*Exercises*.
1 – Reproduce the part of the boot camp article between "After an initial" and "covering his mouth.", inclusive, word for word.
2 – Write the next part of the article on the boot camp guards' acquittal, picking up where it stops.

*Study text*.
--- START ---

Another slap in the face

Published Oct 17, 2007 10:41 PM

Yet another display of the attack on Black youth by the U.S. criminal injustice system occurred on Oct. 12, when eight former boot camp guards were acquitted in the death of a 14-year-old.

Videotape footage showed Martin Lee Anderson being punched and kicked by guards at the Florida juvenile detention center. According to the Associated Press, “Aside from hitting Anderson, the guards dragged him around the military-style camp’s exercise yard and forced him to inhale ammonia capsules in what they said was an attempt to revive him. The nurse stood by watching.” (Oct. 12)

The defense argued that the guards thought that Anderson was faking illness to avoid exercise. It turns out he had undiagnosed sickle cell trait, which can prevent blood cells from carrying oxygen during physical duress.

Former guard and defendant Henry Dickens claimed that the youth “wasn’t beaten. Those techniques were taught to us and used for a purpose.” (AP, Oct. 12)

Those “techniques” are taught along with a mentality that Black youth are always criminals; that what most would automatically perceive as a medical emergency—a person collapsing while running laps—is an instance of “faking.”

After an initial autopsy alleged that Anderson died of natural causes, a second one was ordered which found that Anderson had been suffocated by the use of the ammonia tablets and the guards’ covering his mouth.

--- END ---

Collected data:
--- START ---

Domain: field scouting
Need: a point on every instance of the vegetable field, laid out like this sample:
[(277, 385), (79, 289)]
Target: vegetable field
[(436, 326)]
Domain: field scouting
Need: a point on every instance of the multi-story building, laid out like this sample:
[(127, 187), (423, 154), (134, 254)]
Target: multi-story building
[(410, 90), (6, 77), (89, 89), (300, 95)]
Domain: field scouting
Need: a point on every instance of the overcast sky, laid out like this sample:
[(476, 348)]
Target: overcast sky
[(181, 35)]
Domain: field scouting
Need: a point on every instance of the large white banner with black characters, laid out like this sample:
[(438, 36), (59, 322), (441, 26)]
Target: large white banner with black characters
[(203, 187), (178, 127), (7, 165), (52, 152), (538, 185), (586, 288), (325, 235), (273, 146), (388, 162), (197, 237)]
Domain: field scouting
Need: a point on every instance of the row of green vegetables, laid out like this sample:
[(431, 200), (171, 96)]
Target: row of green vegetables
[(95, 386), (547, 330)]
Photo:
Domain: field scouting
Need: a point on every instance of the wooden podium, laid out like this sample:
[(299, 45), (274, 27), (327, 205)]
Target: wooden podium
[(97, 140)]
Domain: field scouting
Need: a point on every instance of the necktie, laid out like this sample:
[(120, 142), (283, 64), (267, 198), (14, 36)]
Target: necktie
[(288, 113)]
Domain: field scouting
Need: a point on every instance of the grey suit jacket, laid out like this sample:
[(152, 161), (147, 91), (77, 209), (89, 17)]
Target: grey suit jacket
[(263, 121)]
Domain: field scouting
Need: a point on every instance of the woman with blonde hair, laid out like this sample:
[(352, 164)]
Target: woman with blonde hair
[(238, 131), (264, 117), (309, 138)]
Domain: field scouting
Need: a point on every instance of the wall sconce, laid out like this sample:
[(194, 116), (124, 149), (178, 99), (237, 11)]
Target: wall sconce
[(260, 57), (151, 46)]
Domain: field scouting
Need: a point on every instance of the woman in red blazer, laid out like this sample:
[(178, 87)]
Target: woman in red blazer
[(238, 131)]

--- END ---

*Answers below*.
1 –
After an initial autopsy alleged that Anderson died of natural causes, a second one was ordered which found that Anderson had been suffocated by the use of the ammonia tablets and the guards’ covering his mouth.

2 –
An all-white jury took just 90 minutes to decide that the guards were “not guilty.” The doctor who conducted the first autopsy, Charles Steibert, told AP he was going to celebrate with some of the guards that night. (Oct. 12)

The defendants had faced at most 30 years in prison for aggravated child manslaughter. Compare this to the 15 years that the African-American Jena Six still face for a fight in which no bones were broken, where their white opponent went out and partied after the fight.

Outside the courthouse, the lawyer of Anderson’s mother, Benjamin Crump, summed it up: “You kill a dog, you go to jail. You kill a little Black boy and nothing happens.” (AP, Oct. 12)

The criminal injustice system, which is packed with bigoted district attorneys and judges, seems to think it can keep getting away with instances like these, throwing them in the face of those who are coming out in increasing numbers to protest. And, indeed, 150 students from Florida A&M protested after the verdict. The establishment would do well to remember the many rebellions that have occurred throughout the U.S. in the face of police brutality and repression.